## WORK TO DO
Convert all of the rows below into a Markdown table with the columns No. and Line, numbering each line in order and omitting blank lines.

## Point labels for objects
+ + +

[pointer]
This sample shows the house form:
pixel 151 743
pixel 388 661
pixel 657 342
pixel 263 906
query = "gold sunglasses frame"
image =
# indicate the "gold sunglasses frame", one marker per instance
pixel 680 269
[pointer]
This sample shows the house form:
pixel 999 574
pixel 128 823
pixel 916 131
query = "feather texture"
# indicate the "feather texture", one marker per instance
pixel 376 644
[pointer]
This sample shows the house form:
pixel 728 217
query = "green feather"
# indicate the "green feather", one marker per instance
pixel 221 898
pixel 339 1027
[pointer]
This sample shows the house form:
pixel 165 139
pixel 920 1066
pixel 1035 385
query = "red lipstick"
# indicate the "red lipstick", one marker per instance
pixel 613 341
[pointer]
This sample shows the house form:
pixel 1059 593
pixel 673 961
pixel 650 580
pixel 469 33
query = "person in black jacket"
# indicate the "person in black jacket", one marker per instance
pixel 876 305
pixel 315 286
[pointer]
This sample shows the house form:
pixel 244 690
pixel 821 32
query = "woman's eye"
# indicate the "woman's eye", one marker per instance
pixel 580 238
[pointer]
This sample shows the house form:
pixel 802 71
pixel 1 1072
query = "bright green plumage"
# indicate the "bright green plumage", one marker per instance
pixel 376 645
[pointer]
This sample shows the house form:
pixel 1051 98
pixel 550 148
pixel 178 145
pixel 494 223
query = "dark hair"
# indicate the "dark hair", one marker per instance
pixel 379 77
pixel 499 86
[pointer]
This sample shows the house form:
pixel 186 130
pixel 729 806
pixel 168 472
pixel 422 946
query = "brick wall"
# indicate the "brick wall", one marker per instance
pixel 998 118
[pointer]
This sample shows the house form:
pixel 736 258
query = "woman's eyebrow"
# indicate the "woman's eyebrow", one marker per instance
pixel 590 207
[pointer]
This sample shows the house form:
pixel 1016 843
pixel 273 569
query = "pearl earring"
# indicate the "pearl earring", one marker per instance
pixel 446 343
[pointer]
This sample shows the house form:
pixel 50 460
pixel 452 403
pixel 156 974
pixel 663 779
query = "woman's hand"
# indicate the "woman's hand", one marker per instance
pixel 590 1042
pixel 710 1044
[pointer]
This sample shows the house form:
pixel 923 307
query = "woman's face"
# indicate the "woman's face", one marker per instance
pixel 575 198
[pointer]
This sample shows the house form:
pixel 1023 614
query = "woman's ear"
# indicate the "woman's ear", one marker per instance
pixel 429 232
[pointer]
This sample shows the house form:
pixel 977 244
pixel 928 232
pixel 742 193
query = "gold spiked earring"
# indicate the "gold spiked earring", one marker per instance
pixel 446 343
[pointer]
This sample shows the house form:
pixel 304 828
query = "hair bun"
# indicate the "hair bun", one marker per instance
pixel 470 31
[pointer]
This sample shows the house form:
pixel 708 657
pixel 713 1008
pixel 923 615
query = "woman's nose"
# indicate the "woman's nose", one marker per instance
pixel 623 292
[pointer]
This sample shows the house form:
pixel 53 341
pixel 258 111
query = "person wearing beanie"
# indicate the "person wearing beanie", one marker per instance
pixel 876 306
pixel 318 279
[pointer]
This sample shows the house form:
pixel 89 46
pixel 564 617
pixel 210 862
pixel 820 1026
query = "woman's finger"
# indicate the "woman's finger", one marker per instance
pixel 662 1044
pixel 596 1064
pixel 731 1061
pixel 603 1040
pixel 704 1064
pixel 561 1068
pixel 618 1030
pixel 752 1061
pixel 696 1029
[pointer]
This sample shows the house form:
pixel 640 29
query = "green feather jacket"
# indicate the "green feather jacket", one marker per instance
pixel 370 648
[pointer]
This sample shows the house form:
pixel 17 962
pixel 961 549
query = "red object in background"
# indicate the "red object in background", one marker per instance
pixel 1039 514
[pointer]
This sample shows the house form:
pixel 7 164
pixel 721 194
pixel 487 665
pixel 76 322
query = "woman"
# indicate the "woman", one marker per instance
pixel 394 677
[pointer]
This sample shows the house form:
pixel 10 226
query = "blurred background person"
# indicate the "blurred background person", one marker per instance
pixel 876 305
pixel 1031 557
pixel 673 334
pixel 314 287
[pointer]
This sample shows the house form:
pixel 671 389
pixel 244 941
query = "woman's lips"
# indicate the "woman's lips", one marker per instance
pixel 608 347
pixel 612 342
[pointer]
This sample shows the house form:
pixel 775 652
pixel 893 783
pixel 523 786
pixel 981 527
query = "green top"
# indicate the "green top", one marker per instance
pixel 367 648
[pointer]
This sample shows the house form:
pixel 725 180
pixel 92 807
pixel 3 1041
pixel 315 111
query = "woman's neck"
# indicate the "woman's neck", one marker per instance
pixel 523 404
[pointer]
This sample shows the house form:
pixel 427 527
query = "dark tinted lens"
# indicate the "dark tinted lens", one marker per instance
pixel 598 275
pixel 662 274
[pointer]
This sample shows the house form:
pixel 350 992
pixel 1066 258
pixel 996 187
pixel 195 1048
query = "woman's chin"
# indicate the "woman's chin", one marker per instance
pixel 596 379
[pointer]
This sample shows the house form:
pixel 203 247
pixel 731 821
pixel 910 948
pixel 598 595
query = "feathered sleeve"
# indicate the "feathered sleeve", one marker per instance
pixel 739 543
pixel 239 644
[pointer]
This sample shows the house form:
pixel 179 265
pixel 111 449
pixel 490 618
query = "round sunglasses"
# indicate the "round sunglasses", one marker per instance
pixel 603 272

+ + +

## ANSWER BELOW
| No. | Line |
|---|---|
| 1 | [pointer] |
| 2 | This sample shows the house form: |
| 3 | pixel 151 743 |
| 4 | pixel 388 661 |
| 5 | pixel 657 342 |
| 6 | pixel 263 906 |
| 7 | query = "gold sunglasses frame" |
| 8 | image = |
| 9 | # indicate the "gold sunglasses frame", one marker per instance |
| 10 | pixel 680 269 |
| 11 | [pointer] |
| 12 | This sample shows the house form: |
| 13 | pixel 999 574 |
| 14 | pixel 128 823 |
| 15 | pixel 916 131 |
| 16 | query = "feather texture" |
| 17 | # indicate the "feather texture", one marker per instance |
| 18 | pixel 376 644 |
| 19 | [pointer] |
| 20 | This sample shows the house form: |
| 21 | pixel 728 217 |
| 22 | query = "green feather" |
| 23 | # indicate the "green feather", one marker per instance |
| 24 | pixel 221 898 |
| 25 | pixel 339 1027 |
| 26 | [pointer] |
| 27 | This sample shows the house form: |
| 28 | pixel 165 139 |
| 29 | pixel 920 1066 |
| 30 | pixel 1035 385 |
| 31 | query = "red lipstick" |
| 32 | # indicate the "red lipstick", one marker per instance |
| 33 | pixel 613 341 |
| 34 | [pointer] |
| 35 | This sample shows the house form: |
| 36 | pixel 1059 593 |
| 37 | pixel 673 961 |
| 38 | pixel 650 580 |
| 39 | pixel 469 33 |
| 40 | query = "person in black jacket" |
| 41 | # indicate the "person in black jacket", one marker per instance |
| 42 | pixel 876 305 |
| 43 | pixel 315 286 |
| 44 | [pointer] |
| 45 | This sample shows the house form: |
| 46 | pixel 244 690 |
| 47 | pixel 821 32 |
| 48 | query = "woman's eye" |
| 49 | # indicate the "woman's eye", one marker per instance |
| 50 | pixel 580 238 |
| 51 | [pointer] |
| 52 | This sample shows the house form: |
| 53 | pixel 802 71 |
| 54 | pixel 1 1072 |
| 55 | query = "bright green plumage" |
| 56 | # indicate the "bright green plumage", one marker per instance |
| 57 | pixel 376 645 |
| 58 | [pointer] |
| 59 | This sample shows the house form: |
| 60 | pixel 1051 98 |
| 61 | pixel 550 148 |
| 62 | pixel 178 145 |
| 63 | pixel 494 223 |
| 64 | query = "dark hair" |
| 65 | # indicate the "dark hair", one marker per instance |
| 66 | pixel 379 77 |
| 67 | pixel 499 86 |
| 68 | [pointer] |
| 69 | This sample shows the house form: |
| 70 | pixel 186 130 |
| 71 | pixel 729 806 |
| 72 | pixel 168 472 |
| 73 | pixel 422 946 |
| 74 | query = "brick wall" |
| 75 | # indicate the "brick wall", one marker per instance |
| 76 | pixel 998 118 |
| 77 | [pointer] |
| 78 | This sample shows the house form: |
| 79 | pixel 736 258 |
| 80 | query = "woman's eyebrow" |
| 81 | # indicate the "woman's eyebrow", one marker per instance |
| 82 | pixel 590 207 |
| 83 | [pointer] |
| 84 | This sample shows the house form: |
| 85 | pixel 1016 843 |
| 86 | pixel 273 569 |
| 87 | query = "pearl earring" |
| 88 | # indicate the "pearl earring", one marker per instance |
| 89 | pixel 446 343 |
| 90 | [pointer] |
| 91 | This sample shows the house form: |
| 92 | pixel 50 460 |
| 93 | pixel 452 403 |
| 94 | pixel 156 974 |
| 95 | pixel 663 779 |
| 96 | query = "woman's hand" |
| 97 | # indicate the "woman's hand", one marker per instance |
| 98 | pixel 590 1042 |
| 99 | pixel 710 1044 |
| 100 | [pointer] |
| 101 | This sample shows the house form: |
| 102 | pixel 923 307 |
| 103 | query = "woman's face" |
| 104 | # indicate the "woman's face", one marker per instance |
| 105 | pixel 575 198 |
| 106 | [pointer] |
| 107 | This sample shows the house form: |
| 108 | pixel 1023 614 |
| 109 | query = "woman's ear" |
| 110 | # indicate the "woman's ear", one marker per instance |
| 111 | pixel 429 232 |
| 112 | [pointer] |
| 113 | This sample shows the house form: |
| 114 | pixel 977 244 |
| 115 | pixel 928 232 |
| 116 | pixel 742 193 |
| 117 | query = "gold spiked earring" |
| 118 | # indicate the "gold spiked earring", one marker per instance |
| 119 | pixel 446 343 |
| 120 | [pointer] |
| 121 | This sample shows the house form: |
| 122 | pixel 304 828 |
| 123 | query = "hair bun" |
| 124 | # indicate the "hair bun", one marker per instance |
| 125 | pixel 470 31 |
| 126 | [pointer] |
| 127 | This sample shows the house form: |
| 128 | pixel 708 657 |
| 129 | pixel 713 1008 |
| 130 | pixel 923 615 |
| 131 | query = "woman's nose" |
| 132 | # indicate the "woman's nose", one marker per instance |
| 133 | pixel 623 292 |
| 134 | [pointer] |
| 135 | This sample shows the house form: |
| 136 | pixel 53 341 |
| 137 | pixel 258 111 |
| 138 | query = "person wearing beanie" |
| 139 | # indicate the "person wearing beanie", one marker per instance |
| 140 | pixel 876 306 |
| 141 | pixel 318 279 |
| 142 | [pointer] |
| 143 | This sample shows the house form: |
| 144 | pixel 89 46 |
| 145 | pixel 564 617 |
| 146 | pixel 210 862 |
| 147 | pixel 820 1026 |
| 148 | query = "woman's finger" |
| 149 | # indicate the "woman's finger", one marker per instance |
| 150 | pixel 662 1044 |
| 151 | pixel 596 1064 |
| 152 | pixel 731 1061 |
| 153 | pixel 603 1040 |
| 154 | pixel 704 1064 |
| 155 | pixel 561 1068 |
| 156 | pixel 618 1030 |
| 157 | pixel 752 1061 |
| 158 | pixel 696 1029 |
| 159 | [pointer] |
| 160 | This sample shows the house form: |
| 161 | pixel 640 29 |
| 162 | query = "green feather jacket" |
| 163 | # indicate the "green feather jacket", one marker per instance |
| 164 | pixel 370 648 |
| 165 | [pointer] |
| 166 | This sample shows the house form: |
| 167 | pixel 17 962 |
| 168 | pixel 961 549 |
| 169 | query = "red object in background" |
| 170 | # indicate the "red object in background", one marker per instance |
| 171 | pixel 1039 514 |
| 172 | [pointer] |
| 173 | This sample shows the house form: |
| 174 | pixel 7 164 |
| 175 | pixel 721 194 |
| 176 | pixel 487 665 |
| 177 | pixel 76 322 |
| 178 | query = "woman" |
| 179 | # indicate the "woman", one marker per instance |
| 180 | pixel 394 677 |
| 181 | [pointer] |
| 182 | This sample shows the house form: |
| 183 | pixel 10 226 |
| 184 | query = "blurred background person" |
| 185 | # indicate the "blurred background person", one marker per instance |
| 186 | pixel 876 305 |
| 187 | pixel 1031 557 |
| 188 | pixel 673 334 |
| 189 | pixel 314 287 |
| 190 | [pointer] |
| 191 | This sample shows the house form: |
| 192 | pixel 671 389 |
| 193 | pixel 244 941 |
| 194 | query = "woman's lips" |
| 195 | # indicate the "woman's lips", one marker per instance |
| 196 | pixel 608 347 |
| 197 | pixel 612 342 |
| 198 | [pointer] |
| 199 | This sample shows the house form: |
| 200 | pixel 775 652 |
| 201 | pixel 893 783 |
| 202 | pixel 523 786 |
| 203 | pixel 981 527 |
| 204 | query = "green top" |
| 205 | # indicate the "green top", one marker per instance |
| 206 | pixel 367 648 |
| 207 | [pointer] |
| 208 | This sample shows the house form: |
| 209 | pixel 725 180 |
| 210 | pixel 92 807 |
| 211 | pixel 3 1041 |
| 212 | pixel 315 111 |
| 213 | query = "woman's neck" |
| 214 | # indicate the "woman's neck", one marker per instance |
| 215 | pixel 523 404 |
| 216 | [pointer] |
| 217 | This sample shows the house form: |
| 218 | pixel 427 527 |
| 219 | query = "dark tinted lens" |
| 220 | # indicate the "dark tinted lens", one marker per instance |
| 221 | pixel 598 275 |
| 222 | pixel 662 274 |
| 223 | [pointer] |
| 224 | This sample shows the house form: |
| 225 | pixel 350 992 |
| 226 | pixel 1066 258 |
| 227 | pixel 996 187 |
| 228 | pixel 195 1048 |
| 229 | query = "woman's chin" |
| 230 | # indicate the "woman's chin", one marker per instance |
| 231 | pixel 596 379 |
| 232 | [pointer] |
| 233 | This sample shows the house form: |
| 234 | pixel 203 247 |
| 235 | pixel 731 821 |
| 236 | pixel 910 948 |
| 237 | pixel 598 595 |
| 238 | query = "feathered sleeve" |
| 239 | # indicate the "feathered sleeve", one marker per instance |
| 240 | pixel 739 543 |
| 241 | pixel 239 644 |
| 242 | [pointer] |
| 243 | This sample shows the house form: |
| 244 | pixel 179 265 |
| 245 | pixel 111 449 |
| 246 | pixel 490 618 |
| 247 | query = "round sunglasses" |
| 248 | # indicate the "round sunglasses", one marker per instance |
| 249 | pixel 603 272 |